───── Recorded information ─────

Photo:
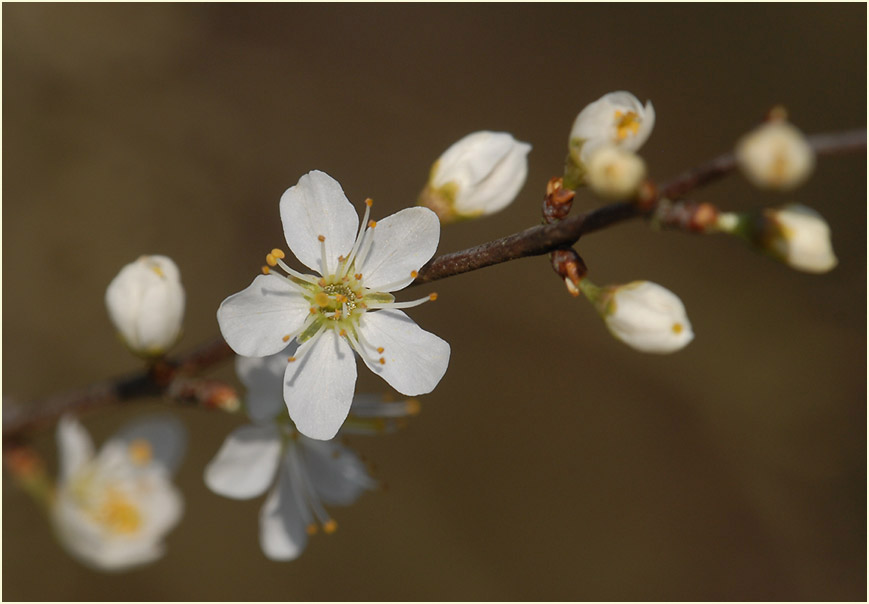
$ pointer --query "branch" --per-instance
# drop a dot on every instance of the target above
(174, 378)
(543, 239)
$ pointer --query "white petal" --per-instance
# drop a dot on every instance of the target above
(255, 320)
(263, 377)
(402, 243)
(165, 434)
(336, 472)
(317, 206)
(246, 463)
(318, 387)
(416, 360)
(283, 534)
(74, 445)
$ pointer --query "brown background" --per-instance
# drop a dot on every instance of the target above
(552, 462)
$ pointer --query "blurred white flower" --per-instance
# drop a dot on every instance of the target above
(776, 155)
(330, 316)
(643, 315)
(794, 234)
(146, 304)
(479, 175)
(112, 510)
(307, 473)
(615, 173)
(617, 118)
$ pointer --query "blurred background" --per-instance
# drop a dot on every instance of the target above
(552, 462)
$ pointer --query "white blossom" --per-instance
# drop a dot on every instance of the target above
(776, 155)
(615, 173)
(617, 118)
(112, 510)
(305, 474)
(479, 175)
(349, 308)
(146, 304)
(643, 315)
(800, 237)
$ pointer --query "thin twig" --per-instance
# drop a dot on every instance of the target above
(173, 378)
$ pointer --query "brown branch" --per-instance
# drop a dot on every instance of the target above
(545, 238)
(173, 378)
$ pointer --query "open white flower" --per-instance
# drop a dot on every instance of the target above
(617, 118)
(331, 315)
(310, 473)
(615, 173)
(146, 304)
(479, 175)
(643, 315)
(112, 510)
(775, 155)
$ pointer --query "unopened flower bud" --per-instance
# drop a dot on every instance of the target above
(615, 173)
(793, 234)
(643, 315)
(617, 118)
(146, 304)
(480, 174)
(775, 155)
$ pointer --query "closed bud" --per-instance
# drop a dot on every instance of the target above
(643, 315)
(615, 173)
(146, 304)
(776, 156)
(480, 174)
(618, 119)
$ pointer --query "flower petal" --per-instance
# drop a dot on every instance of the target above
(401, 244)
(318, 388)
(317, 206)
(263, 377)
(246, 463)
(74, 445)
(335, 471)
(283, 534)
(415, 360)
(255, 320)
(165, 434)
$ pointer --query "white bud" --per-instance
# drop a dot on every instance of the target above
(775, 155)
(615, 173)
(617, 118)
(146, 304)
(480, 174)
(800, 237)
(643, 315)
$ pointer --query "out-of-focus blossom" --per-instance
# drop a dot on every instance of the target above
(112, 510)
(479, 175)
(146, 304)
(776, 155)
(615, 173)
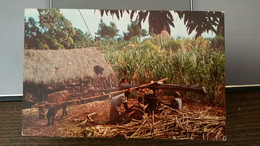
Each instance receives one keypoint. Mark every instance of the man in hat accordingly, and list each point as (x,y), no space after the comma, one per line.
(176,102)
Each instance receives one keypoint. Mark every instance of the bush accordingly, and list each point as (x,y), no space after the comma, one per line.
(141,63)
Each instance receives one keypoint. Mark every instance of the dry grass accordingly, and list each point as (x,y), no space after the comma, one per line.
(168,124)
(54,67)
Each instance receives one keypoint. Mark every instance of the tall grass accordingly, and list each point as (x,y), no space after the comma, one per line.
(183,61)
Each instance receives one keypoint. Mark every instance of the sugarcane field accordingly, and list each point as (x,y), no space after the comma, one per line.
(139,84)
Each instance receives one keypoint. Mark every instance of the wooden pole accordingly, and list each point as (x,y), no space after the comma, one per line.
(97,96)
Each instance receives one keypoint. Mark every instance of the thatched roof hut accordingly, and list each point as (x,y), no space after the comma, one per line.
(54,69)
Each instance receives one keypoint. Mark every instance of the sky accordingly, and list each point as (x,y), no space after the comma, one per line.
(93,17)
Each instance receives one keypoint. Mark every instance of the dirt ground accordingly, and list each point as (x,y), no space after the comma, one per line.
(33,126)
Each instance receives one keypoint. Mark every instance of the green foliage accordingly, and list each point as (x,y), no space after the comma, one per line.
(146,61)
(106,31)
(134,30)
(53,31)
(218,43)
(163,20)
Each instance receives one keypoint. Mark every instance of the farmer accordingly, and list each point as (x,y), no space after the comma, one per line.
(118,100)
(176,102)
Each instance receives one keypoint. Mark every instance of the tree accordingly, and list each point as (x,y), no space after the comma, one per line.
(134,30)
(31,32)
(107,31)
(81,40)
(162,20)
(203,22)
(57,29)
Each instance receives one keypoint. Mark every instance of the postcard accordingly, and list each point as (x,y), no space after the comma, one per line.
(124,74)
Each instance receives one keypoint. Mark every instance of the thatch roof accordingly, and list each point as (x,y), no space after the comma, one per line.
(60,67)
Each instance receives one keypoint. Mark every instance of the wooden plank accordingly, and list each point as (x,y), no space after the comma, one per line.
(240,130)
(190,88)
(99,96)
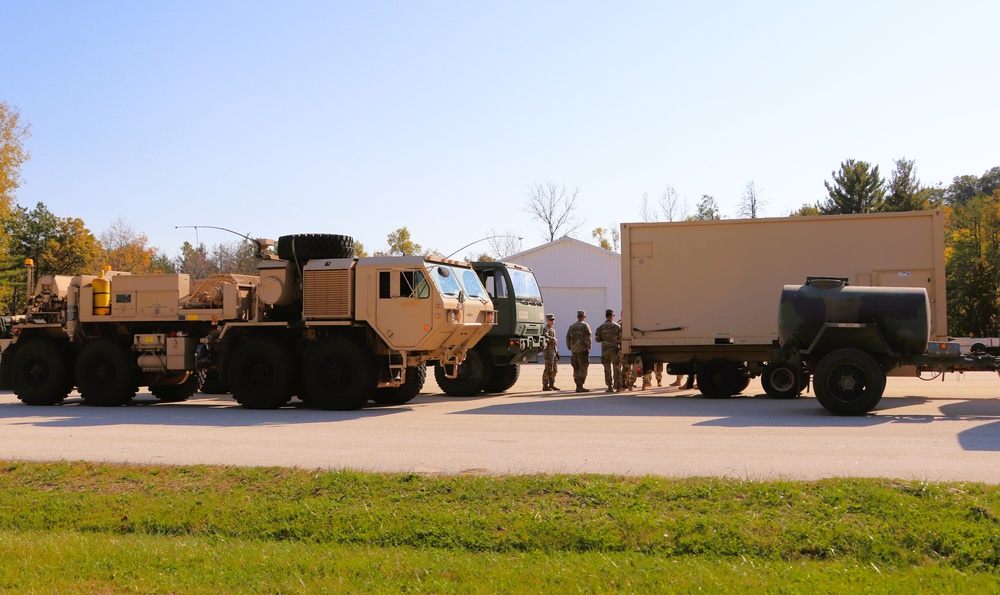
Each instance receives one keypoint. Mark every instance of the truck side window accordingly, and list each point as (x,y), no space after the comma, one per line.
(384,289)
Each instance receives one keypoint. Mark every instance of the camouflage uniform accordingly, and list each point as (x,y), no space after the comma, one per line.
(578,340)
(609,334)
(551,356)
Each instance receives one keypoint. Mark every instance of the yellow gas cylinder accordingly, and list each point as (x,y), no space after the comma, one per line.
(102,295)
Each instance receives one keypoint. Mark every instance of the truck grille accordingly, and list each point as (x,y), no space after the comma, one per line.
(326,294)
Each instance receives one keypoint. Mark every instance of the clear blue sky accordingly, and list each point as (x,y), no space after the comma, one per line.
(362,117)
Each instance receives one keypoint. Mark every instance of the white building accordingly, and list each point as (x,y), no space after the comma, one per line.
(575,275)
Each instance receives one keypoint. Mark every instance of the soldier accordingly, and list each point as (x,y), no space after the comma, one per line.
(578,341)
(551,354)
(609,334)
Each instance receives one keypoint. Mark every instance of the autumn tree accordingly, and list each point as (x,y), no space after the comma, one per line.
(126,249)
(555,208)
(856,188)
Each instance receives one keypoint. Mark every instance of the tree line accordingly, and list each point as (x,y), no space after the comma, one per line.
(971,204)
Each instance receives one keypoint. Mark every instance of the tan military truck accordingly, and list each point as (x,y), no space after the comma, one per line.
(703,296)
(316,322)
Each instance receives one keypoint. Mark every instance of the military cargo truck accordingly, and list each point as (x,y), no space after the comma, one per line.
(701,296)
(493,365)
(316,322)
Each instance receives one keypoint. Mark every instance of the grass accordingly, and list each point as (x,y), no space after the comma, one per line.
(80,527)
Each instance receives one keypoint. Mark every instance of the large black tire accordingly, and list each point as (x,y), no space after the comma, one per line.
(261,372)
(415,378)
(848,382)
(502,378)
(214,384)
(782,380)
(307,246)
(720,379)
(175,393)
(338,374)
(40,372)
(106,374)
(473,375)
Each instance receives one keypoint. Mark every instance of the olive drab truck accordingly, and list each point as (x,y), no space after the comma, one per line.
(493,364)
(335,330)
(702,296)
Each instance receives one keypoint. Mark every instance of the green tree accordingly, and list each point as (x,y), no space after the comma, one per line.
(972,264)
(706,210)
(904,190)
(856,188)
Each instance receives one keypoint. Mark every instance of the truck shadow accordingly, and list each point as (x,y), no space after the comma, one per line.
(198,411)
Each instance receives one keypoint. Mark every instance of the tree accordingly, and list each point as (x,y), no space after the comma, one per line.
(125,249)
(751,205)
(13,133)
(905,192)
(856,188)
(554,207)
(608,238)
(707,209)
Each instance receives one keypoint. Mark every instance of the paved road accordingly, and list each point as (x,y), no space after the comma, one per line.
(939,430)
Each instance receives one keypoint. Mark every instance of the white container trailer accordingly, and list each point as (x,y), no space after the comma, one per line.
(702,296)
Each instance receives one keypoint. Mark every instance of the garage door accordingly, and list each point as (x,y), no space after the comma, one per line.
(565,301)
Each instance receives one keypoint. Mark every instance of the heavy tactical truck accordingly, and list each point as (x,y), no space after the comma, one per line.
(700,296)
(315,322)
(493,364)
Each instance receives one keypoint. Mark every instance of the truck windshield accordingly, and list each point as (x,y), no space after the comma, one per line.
(473,286)
(525,287)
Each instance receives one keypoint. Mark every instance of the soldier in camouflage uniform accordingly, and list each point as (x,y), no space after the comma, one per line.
(578,340)
(551,354)
(609,334)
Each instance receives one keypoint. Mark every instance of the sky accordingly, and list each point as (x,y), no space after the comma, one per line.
(359,118)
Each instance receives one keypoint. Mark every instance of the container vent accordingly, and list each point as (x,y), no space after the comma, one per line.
(326,294)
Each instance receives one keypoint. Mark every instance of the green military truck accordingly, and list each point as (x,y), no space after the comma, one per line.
(493,364)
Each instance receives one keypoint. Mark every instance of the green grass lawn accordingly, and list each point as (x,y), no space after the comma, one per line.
(79,527)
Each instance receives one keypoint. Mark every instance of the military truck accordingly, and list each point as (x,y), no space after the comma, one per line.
(493,364)
(850,338)
(316,322)
(700,296)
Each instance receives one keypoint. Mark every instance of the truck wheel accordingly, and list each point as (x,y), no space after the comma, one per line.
(502,378)
(260,374)
(307,246)
(175,393)
(398,395)
(214,384)
(473,375)
(105,374)
(719,379)
(40,373)
(338,375)
(782,380)
(848,382)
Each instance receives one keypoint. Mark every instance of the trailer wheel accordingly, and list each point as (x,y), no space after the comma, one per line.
(473,376)
(720,378)
(307,246)
(502,378)
(175,393)
(260,373)
(105,374)
(848,382)
(415,378)
(338,374)
(40,373)
(782,380)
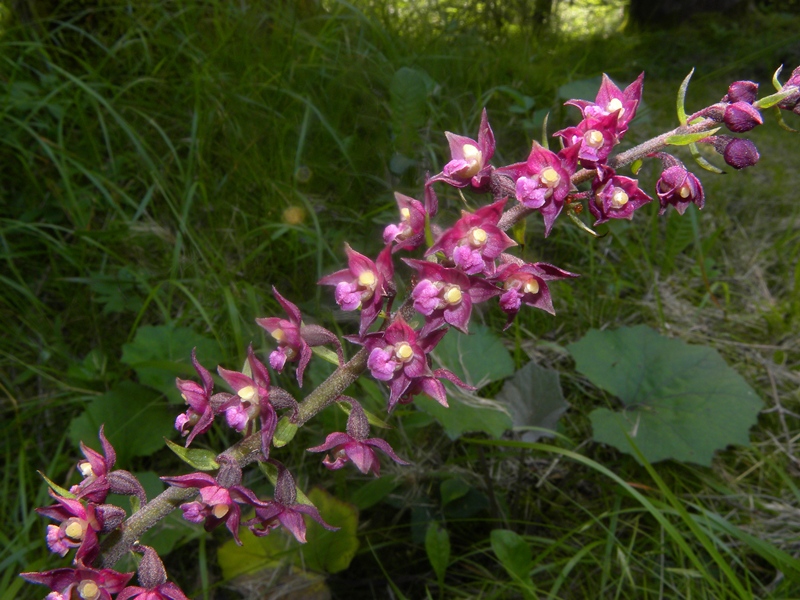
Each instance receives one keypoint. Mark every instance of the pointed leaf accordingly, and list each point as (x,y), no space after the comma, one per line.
(198,458)
(680,401)
(437,546)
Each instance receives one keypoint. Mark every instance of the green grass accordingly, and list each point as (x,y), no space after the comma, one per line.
(148,157)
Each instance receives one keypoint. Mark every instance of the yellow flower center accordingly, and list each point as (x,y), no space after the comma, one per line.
(615,104)
(367,279)
(453,295)
(74,531)
(619,198)
(88,590)
(531,286)
(593,138)
(550,177)
(403,351)
(247,392)
(477,237)
(474,158)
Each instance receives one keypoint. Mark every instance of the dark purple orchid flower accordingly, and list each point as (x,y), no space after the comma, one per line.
(595,138)
(99,478)
(446,296)
(285,511)
(469,163)
(219,499)
(200,416)
(610,99)
(152,576)
(79,525)
(614,196)
(295,339)
(354,446)
(410,232)
(363,284)
(543,181)
(475,241)
(677,186)
(87,584)
(526,283)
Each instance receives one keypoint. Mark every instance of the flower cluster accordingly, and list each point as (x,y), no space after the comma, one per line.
(467,264)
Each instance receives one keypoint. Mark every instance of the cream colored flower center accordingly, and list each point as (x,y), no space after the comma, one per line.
(615,104)
(550,177)
(619,198)
(593,138)
(403,351)
(247,392)
(88,590)
(367,279)
(531,286)
(477,237)
(74,531)
(474,158)
(453,295)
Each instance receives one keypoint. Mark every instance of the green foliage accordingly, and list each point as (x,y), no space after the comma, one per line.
(680,401)
(136,422)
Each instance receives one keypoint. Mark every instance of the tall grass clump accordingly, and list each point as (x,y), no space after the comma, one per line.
(167,163)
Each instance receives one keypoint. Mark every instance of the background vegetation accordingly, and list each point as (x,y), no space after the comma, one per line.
(166,163)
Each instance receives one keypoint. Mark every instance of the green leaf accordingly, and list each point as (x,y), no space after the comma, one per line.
(284,432)
(534,399)
(372,492)
(466,414)
(680,401)
(198,458)
(137,420)
(478,358)
(514,554)
(682,98)
(453,489)
(437,546)
(684,139)
(161,353)
(331,551)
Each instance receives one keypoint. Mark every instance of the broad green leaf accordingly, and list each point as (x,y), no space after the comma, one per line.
(437,547)
(199,458)
(331,551)
(534,399)
(284,432)
(680,401)
(466,414)
(514,554)
(477,358)
(684,139)
(137,420)
(161,353)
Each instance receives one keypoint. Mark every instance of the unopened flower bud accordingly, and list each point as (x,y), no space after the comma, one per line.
(741,116)
(740,153)
(742,91)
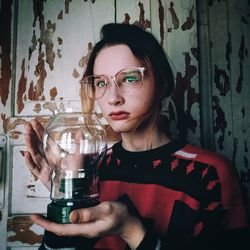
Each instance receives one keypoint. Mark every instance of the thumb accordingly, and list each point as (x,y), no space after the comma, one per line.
(83,215)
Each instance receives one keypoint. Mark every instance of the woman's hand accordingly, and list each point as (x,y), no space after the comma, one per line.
(107,218)
(34,156)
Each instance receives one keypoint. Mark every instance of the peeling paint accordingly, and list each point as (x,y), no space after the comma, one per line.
(241,57)
(21,227)
(60,15)
(53,93)
(175,20)
(126,18)
(221,80)
(161,21)
(34,44)
(66,4)
(37,108)
(21,88)
(50,106)
(235,150)
(183,84)
(229,50)
(75,73)
(84,60)
(5,122)
(13,124)
(5,46)
(14,134)
(142,22)
(41,74)
(220,124)
(189,21)
(245,176)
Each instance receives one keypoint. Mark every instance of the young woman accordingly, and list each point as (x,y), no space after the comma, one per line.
(155,193)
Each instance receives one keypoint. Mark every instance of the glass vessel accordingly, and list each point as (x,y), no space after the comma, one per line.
(73,144)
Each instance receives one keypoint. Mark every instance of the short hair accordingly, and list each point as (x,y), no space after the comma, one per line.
(144,46)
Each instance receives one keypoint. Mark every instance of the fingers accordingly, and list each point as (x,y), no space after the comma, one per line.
(92,213)
(62,229)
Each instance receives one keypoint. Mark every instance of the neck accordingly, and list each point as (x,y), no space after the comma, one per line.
(144,140)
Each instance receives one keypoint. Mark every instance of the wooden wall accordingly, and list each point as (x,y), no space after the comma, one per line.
(44,48)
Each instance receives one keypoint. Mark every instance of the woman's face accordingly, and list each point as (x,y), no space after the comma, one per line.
(123,111)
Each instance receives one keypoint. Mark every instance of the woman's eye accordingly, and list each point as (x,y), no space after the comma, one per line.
(131,79)
(100,84)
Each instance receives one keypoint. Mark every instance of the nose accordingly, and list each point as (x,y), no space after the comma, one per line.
(114,93)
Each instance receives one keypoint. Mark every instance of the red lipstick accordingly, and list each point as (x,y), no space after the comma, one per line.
(120,115)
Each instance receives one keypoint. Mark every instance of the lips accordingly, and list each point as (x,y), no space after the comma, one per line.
(120,115)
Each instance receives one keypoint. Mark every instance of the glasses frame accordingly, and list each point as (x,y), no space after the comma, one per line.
(114,79)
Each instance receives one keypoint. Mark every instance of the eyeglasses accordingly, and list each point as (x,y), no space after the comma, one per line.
(128,80)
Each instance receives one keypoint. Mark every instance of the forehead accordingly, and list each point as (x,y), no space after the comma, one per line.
(113,58)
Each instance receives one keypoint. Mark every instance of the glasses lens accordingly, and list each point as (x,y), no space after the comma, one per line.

─────

● **Your task**
Look through the records and gather each line with the word "blossom".

● **Result of this exercise**
$ pointer --query "white blossom" --per-instance
$ pointer --query "out-of-focus blossom" --per-instance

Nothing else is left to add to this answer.